_THE EXERCISE_:
Filter the entries below down to the lines that contain the string "trunk". Copy each matching line unchanged.

_EXTRACTED DATA_:
+--
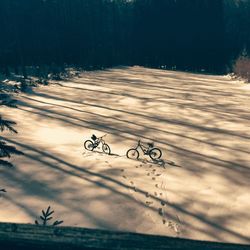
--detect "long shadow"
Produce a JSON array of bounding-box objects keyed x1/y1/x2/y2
[
  {"x1": 15, "y1": 100, "x2": 250, "y2": 176},
  {"x1": 30, "y1": 90, "x2": 250, "y2": 139},
  {"x1": 4, "y1": 138, "x2": 250, "y2": 242}
]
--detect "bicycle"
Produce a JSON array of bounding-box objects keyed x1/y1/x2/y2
[
  {"x1": 126, "y1": 140, "x2": 162, "y2": 160},
  {"x1": 84, "y1": 134, "x2": 111, "y2": 155}
]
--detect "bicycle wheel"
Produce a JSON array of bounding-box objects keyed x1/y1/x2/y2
[
  {"x1": 126, "y1": 148, "x2": 139, "y2": 159},
  {"x1": 102, "y1": 143, "x2": 111, "y2": 155},
  {"x1": 149, "y1": 148, "x2": 162, "y2": 160},
  {"x1": 84, "y1": 140, "x2": 94, "y2": 151}
]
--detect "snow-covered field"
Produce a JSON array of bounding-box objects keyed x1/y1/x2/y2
[{"x1": 0, "y1": 67, "x2": 250, "y2": 243}]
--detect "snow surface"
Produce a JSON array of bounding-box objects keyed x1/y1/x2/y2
[{"x1": 0, "y1": 67, "x2": 250, "y2": 243}]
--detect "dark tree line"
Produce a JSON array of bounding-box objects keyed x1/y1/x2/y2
[{"x1": 0, "y1": 0, "x2": 250, "y2": 75}]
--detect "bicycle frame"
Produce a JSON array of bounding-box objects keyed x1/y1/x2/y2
[{"x1": 94, "y1": 135, "x2": 106, "y2": 147}]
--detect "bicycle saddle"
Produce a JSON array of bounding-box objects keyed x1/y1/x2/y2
[{"x1": 91, "y1": 134, "x2": 97, "y2": 141}]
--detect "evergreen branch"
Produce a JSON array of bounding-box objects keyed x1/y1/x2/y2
[{"x1": 35, "y1": 206, "x2": 63, "y2": 226}]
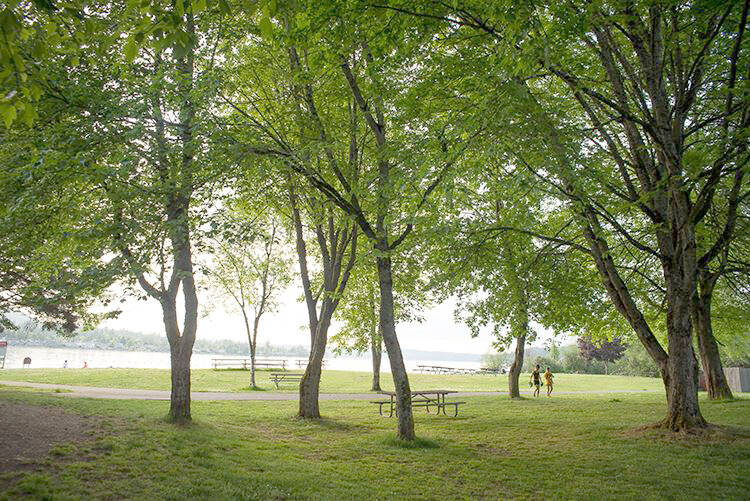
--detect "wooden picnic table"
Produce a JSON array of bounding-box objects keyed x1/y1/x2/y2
[
  {"x1": 417, "y1": 365, "x2": 478, "y2": 374},
  {"x1": 371, "y1": 390, "x2": 466, "y2": 417},
  {"x1": 268, "y1": 372, "x2": 305, "y2": 390},
  {"x1": 211, "y1": 358, "x2": 287, "y2": 370}
]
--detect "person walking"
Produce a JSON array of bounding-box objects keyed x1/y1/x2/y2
[
  {"x1": 529, "y1": 364, "x2": 542, "y2": 397},
  {"x1": 544, "y1": 367, "x2": 555, "y2": 397}
]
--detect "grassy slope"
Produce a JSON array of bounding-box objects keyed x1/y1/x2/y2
[
  {"x1": 0, "y1": 388, "x2": 750, "y2": 499},
  {"x1": 0, "y1": 369, "x2": 663, "y2": 393}
]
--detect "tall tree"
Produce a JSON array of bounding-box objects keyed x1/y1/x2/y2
[
  {"x1": 384, "y1": 1, "x2": 750, "y2": 431},
  {"x1": 206, "y1": 209, "x2": 292, "y2": 388},
  {"x1": 220, "y1": 4, "x2": 476, "y2": 440},
  {"x1": 577, "y1": 336, "x2": 627, "y2": 374},
  {"x1": 33, "y1": 2, "x2": 232, "y2": 422}
]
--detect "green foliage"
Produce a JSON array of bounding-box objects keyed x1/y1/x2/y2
[
  {"x1": 610, "y1": 343, "x2": 660, "y2": 377},
  {"x1": 5, "y1": 390, "x2": 750, "y2": 500}
]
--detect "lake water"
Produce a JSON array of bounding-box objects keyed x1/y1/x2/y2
[{"x1": 0, "y1": 345, "x2": 481, "y2": 372}]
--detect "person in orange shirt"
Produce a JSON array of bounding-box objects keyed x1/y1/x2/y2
[{"x1": 544, "y1": 367, "x2": 555, "y2": 397}]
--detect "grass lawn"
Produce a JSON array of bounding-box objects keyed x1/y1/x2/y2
[
  {"x1": 0, "y1": 387, "x2": 750, "y2": 499},
  {"x1": 0, "y1": 369, "x2": 664, "y2": 393}
]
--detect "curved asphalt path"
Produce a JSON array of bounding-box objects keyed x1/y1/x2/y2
[{"x1": 0, "y1": 381, "x2": 659, "y2": 401}]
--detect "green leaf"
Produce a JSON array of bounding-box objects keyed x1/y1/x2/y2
[
  {"x1": 0, "y1": 104, "x2": 16, "y2": 128},
  {"x1": 21, "y1": 104, "x2": 37, "y2": 127},
  {"x1": 30, "y1": 84, "x2": 42, "y2": 101},
  {"x1": 295, "y1": 12, "x2": 310, "y2": 29},
  {"x1": 123, "y1": 38, "x2": 138, "y2": 63},
  {"x1": 258, "y1": 15, "x2": 273, "y2": 38},
  {"x1": 193, "y1": 0, "x2": 206, "y2": 14}
]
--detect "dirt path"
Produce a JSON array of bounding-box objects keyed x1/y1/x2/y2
[
  {"x1": 0, "y1": 381, "x2": 658, "y2": 400},
  {"x1": 0, "y1": 400, "x2": 95, "y2": 472}
]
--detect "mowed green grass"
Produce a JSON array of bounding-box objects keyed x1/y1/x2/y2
[
  {"x1": 0, "y1": 369, "x2": 663, "y2": 393},
  {"x1": 0, "y1": 387, "x2": 750, "y2": 499}
]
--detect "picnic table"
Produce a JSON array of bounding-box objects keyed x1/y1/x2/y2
[
  {"x1": 297, "y1": 360, "x2": 326, "y2": 369},
  {"x1": 211, "y1": 358, "x2": 287, "y2": 370},
  {"x1": 417, "y1": 365, "x2": 479, "y2": 374},
  {"x1": 370, "y1": 390, "x2": 466, "y2": 417},
  {"x1": 268, "y1": 372, "x2": 305, "y2": 390}
]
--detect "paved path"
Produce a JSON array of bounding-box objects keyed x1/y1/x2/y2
[{"x1": 0, "y1": 381, "x2": 660, "y2": 400}]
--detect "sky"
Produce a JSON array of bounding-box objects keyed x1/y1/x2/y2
[{"x1": 102, "y1": 283, "x2": 556, "y2": 355}]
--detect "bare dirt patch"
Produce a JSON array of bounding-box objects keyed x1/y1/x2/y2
[
  {"x1": 0, "y1": 400, "x2": 95, "y2": 474},
  {"x1": 621, "y1": 423, "x2": 750, "y2": 445}
]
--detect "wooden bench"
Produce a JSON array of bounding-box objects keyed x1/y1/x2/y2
[
  {"x1": 268, "y1": 372, "x2": 305, "y2": 390},
  {"x1": 255, "y1": 358, "x2": 286, "y2": 370},
  {"x1": 370, "y1": 390, "x2": 466, "y2": 417},
  {"x1": 296, "y1": 360, "x2": 326, "y2": 369}
]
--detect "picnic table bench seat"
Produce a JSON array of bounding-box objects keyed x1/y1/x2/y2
[
  {"x1": 268, "y1": 372, "x2": 305, "y2": 389},
  {"x1": 370, "y1": 390, "x2": 466, "y2": 417}
]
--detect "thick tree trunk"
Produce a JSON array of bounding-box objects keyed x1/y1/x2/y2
[
  {"x1": 370, "y1": 326, "x2": 383, "y2": 391},
  {"x1": 297, "y1": 310, "x2": 333, "y2": 419},
  {"x1": 661, "y1": 229, "x2": 706, "y2": 431},
  {"x1": 508, "y1": 331, "x2": 526, "y2": 398},
  {"x1": 169, "y1": 339, "x2": 192, "y2": 423},
  {"x1": 250, "y1": 316, "x2": 260, "y2": 388},
  {"x1": 377, "y1": 257, "x2": 415, "y2": 440},
  {"x1": 693, "y1": 273, "x2": 733, "y2": 400}
]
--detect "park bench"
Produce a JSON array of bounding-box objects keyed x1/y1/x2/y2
[{"x1": 268, "y1": 372, "x2": 305, "y2": 390}]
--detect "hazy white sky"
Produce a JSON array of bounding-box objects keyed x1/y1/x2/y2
[{"x1": 102, "y1": 284, "x2": 556, "y2": 354}]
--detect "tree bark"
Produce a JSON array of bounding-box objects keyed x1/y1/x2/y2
[
  {"x1": 169, "y1": 341, "x2": 192, "y2": 423},
  {"x1": 659, "y1": 219, "x2": 706, "y2": 431},
  {"x1": 250, "y1": 315, "x2": 260, "y2": 388},
  {"x1": 370, "y1": 326, "x2": 383, "y2": 391},
  {"x1": 297, "y1": 308, "x2": 333, "y2": 418},
  {"x1": 377, "y1": 257, "x2": 415, "y2": 440},
  {"x1": 693, "y1": 273, "x2": 733, "y2": 400},
  {"x1": 508, "y1": 331, "x2": 526, "y2": 398}
]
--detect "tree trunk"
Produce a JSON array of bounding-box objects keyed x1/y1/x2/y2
[
  {"x1": 663, "y1": 237, "x2": 706, "y2": 431},
  {"x1": 377, "y1": 257, "x2": 415, "y2": 440},
  {"x1": 297, "y1": 308, "x2": 333, "y2": 419},
  {"x1": 508, "y1": 331, "x2": 526, "y2": 398},
  {"x1": 245, "y1": 310, "x2": 257, "y2": 388},
  {"x1": 250, "y1": 315, "x2": 260, "y2": 388},
  {"x1": 693, "y1": 272, "x2": 733, "y2": 400},
  {"x1": 370, "y1": 326, "x2": 383, "y2": 391},
  {"x1": 169, "y1": 338, "x2": 192, "y2": 423}
]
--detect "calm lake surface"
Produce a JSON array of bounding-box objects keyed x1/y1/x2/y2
[{"x1": 0, "y1": 343, "x2": 481, "y2": 372}]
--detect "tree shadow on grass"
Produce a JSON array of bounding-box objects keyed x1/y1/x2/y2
[
  {"x1": 621, "y1": 422, "x2": 750, "y2": 445},
  {"x1": 293, "y1": 416, "x2": 370, "y2": 433},
  {"x1": 380, "y1": 434, "x2": 440, "y2": 449}
]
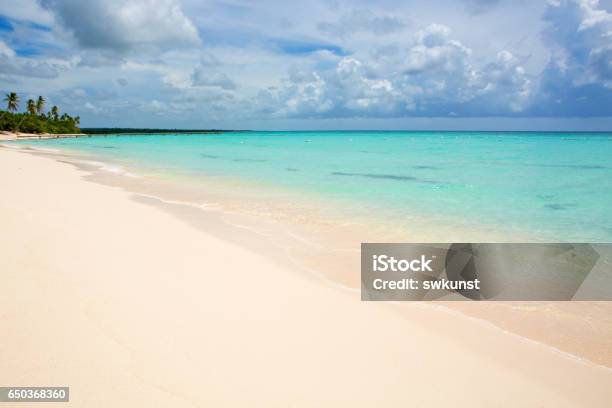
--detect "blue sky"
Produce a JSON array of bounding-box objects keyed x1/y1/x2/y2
[{"x1": 0, "y1": 0, "x2": 612, "y2": 130}]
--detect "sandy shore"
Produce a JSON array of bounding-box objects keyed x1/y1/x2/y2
[{"x1": 0, "y1": 149, "x2": 612, "y2": 407}]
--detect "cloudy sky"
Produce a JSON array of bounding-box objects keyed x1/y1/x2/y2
[{"x1": 0, "y1": 0, "x2": 612, "y2": 130}]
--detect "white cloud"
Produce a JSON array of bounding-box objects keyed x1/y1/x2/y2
[
  {"x1": 40, "y1": 0, "x2": 200, "y2": 53},
  {"x1": 0, "y1": 41, "x2": 64, "y2": 79},
  {"x1": 317, "y1": 9, "x2": 406, "y2": 37}
]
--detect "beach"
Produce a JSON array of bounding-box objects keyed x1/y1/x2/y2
[{"x1": 0, "y1": 149, "x2": 612, "y2": 407}]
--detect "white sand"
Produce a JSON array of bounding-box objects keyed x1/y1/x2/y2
[{"x1": 0, "y1": 149, "x2": 612, "y2": 408}]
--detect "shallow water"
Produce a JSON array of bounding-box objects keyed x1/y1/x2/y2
[
  {"x1": 23, "y1": 132, "x2": 612, "y2": 242},
  {"x1": 14, "y1": 132, "x2": 612, "y2": 242}
]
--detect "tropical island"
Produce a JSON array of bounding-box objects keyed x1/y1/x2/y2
[{"x1": 0, "y1": 92, "x2": 81, "y2": 135}]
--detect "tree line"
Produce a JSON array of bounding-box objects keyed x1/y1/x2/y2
[{"x1": 0, "y1": 92, "x2": 80, "y2": 134}]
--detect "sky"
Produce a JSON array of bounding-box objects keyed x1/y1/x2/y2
[{"x1": 0, "y1": 0, "x2": 612, "y2": 130}]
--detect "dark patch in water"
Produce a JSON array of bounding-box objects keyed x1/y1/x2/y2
[
  {"x1": 331, "y1": 171, "x2": 445, "y2": 184},
  {"x1": 532, "y1": 164, "x2": 608, "y2": 170},
  {"x1": 537, "y1": 194, "x2": 555, "y2": 201},
  {"x1": 232, "y1": 159, "x2": 267, "y2": 163},
  {"x1": 332, "y1": 171, "x2": 417, "y2": 181}
]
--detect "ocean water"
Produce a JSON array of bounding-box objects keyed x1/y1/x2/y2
[{"x1": 19, "y1": 131, "x2": 612, "y2": 242}]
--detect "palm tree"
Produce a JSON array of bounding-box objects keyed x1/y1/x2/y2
[
  {"x1": 27, "y1": 99, "x2": 36, "y2": 115},
  {"x1": 36, "y1": 96, "x2": 47, "y2": 115},
  {"x1": 4, "y1": 92, "x2": 19, "y2": 112}
]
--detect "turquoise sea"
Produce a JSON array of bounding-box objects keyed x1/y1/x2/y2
[{"x1": 19, "y1": 131, "x2": 612, "y2": 242}]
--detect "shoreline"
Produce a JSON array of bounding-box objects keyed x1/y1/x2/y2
[
  {"x1": 5, "y1": 141, "x2": 612, "y2": 368},
  {"x1": 0, "y1": 149, "x2": 612, "y2": 407},
  {"x1": 0, "y1": 131, "x2": 89, "y2": 142}
]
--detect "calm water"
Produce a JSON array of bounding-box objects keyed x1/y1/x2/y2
[{"x1": 21, "y1": 132, "x2": 612, "y2": 242}]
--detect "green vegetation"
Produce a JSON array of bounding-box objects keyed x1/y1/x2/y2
[
  {"x1": 81, "y1": 128, "x2": 247, "y2": 135},
  {"x1": 0, "y1": 92, "x2": 81, "y2": 134}
]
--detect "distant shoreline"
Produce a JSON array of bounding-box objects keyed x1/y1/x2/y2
[
  {"x1": 0, "y1": 132, "x2": 89, "y2": 142},
  {"x1": 81, "y1": 128, "x2": 251, "y2": 135}
]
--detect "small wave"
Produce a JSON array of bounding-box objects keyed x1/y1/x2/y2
[{"x1": 78, "y1": 160, "x2": 141, "y2": 178}]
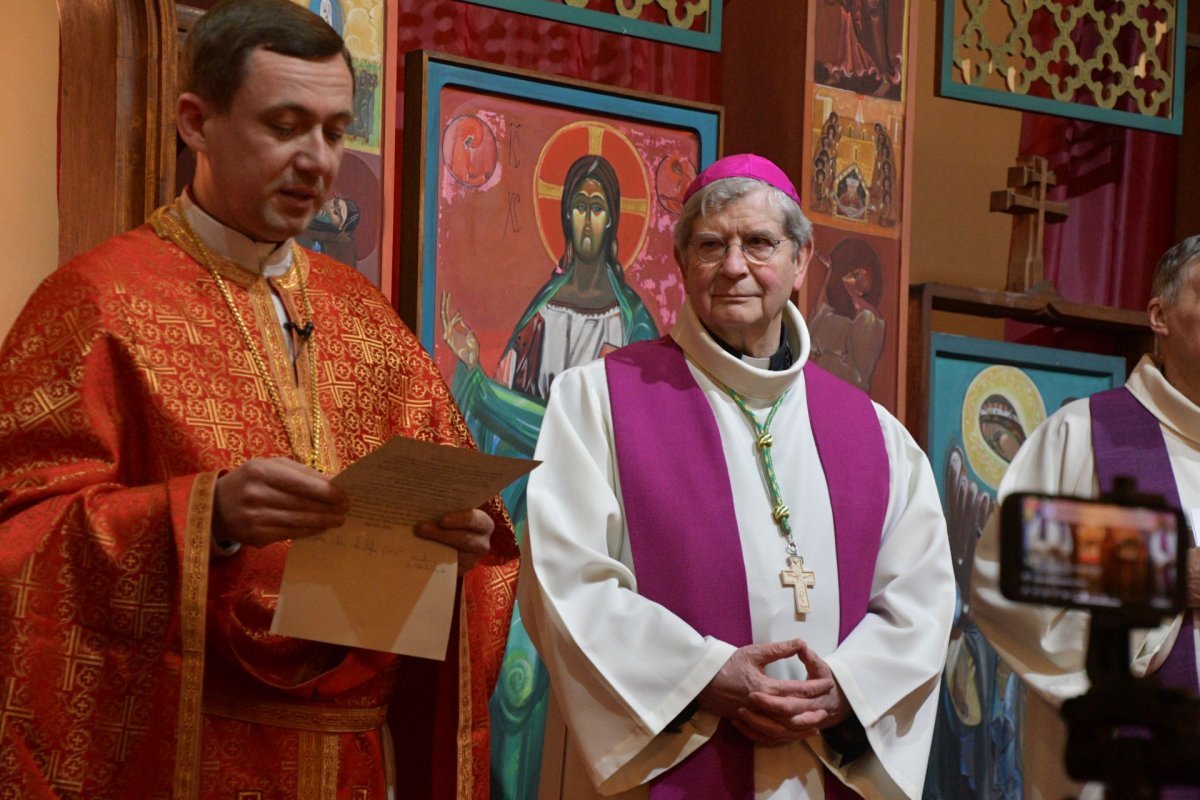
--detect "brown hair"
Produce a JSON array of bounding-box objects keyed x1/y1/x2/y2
[{"x1": 180, "y1": 0, "x2": 354, "y2": 113}]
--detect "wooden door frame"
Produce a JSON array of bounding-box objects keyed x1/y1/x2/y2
[{"x1": 58, "y1": 0, "x2": 178, "y2": 263}]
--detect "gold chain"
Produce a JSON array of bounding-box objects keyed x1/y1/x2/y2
[{"x1": 152, "y1": 201, "x2": 320, "y2": 470}]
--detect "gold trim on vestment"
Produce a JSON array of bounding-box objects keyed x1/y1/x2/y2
[
  {"x1": 456, "y1": 599, "x2": 475, "y2": 800},
  {"x1": 204, "y1": 686, "x2": 388, "y2": 733},
  {"x1": 175, "y1": 473, "x2": 217, "y2": 800},
  {"x1": 296, "y1": 730, "x2": 342, "y2": 800}
]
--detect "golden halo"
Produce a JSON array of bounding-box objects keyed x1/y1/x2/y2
[
  {"x1": 533, "y1": 120, "x2": 650, "y2": 266},
  {"x1": 962, "y1": 365, "x2": 1046, "y2": 492}
]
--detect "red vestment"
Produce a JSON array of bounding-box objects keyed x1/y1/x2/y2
[{"x1": 0, "y1": 212, "x2": 517, "y2": 800}]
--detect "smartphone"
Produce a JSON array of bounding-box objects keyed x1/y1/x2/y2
[{"x1": 1000, "y1": 493, "x2": 1192, "y2": 614}]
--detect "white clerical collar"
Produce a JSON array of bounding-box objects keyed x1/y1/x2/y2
[
  {"x1": 179, "y1": 190, "x2": 292, "y2": 277},
  {"x1": 1126, "y1": 355, "x2": 1200, "y2": 446},
  {"x1": 671, "y1": 300, "x2": 809, "y2": 399}
]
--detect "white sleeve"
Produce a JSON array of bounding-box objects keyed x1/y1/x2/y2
[
  {"x1": 827, "y1": 409, "x2": 955, "y2": 798},
  {"x1": 971, "y1": 401, "x2": 1097, "y2": 705},
  {"x1": 518, "y1": 362, "x2": 736, "y2": 794}
]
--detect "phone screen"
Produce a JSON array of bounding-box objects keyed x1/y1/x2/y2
[{"x1": 1001, "y1": 494, "x2": 1188, "y2": 613}]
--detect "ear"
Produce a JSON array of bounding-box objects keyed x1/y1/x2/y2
[
  {"x1": 1146, "y1": 297, "x2": 1170, "y2": 337},
  {"x1": 792, "y1": 239, "x2": 812, "y2": 298},
  {"x1": 175, "y1": 91, "x2": 214, "y2": 152}
]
+--
_OUTPUT_:
--detect "thick tree trunk"
--detect "tree trunk"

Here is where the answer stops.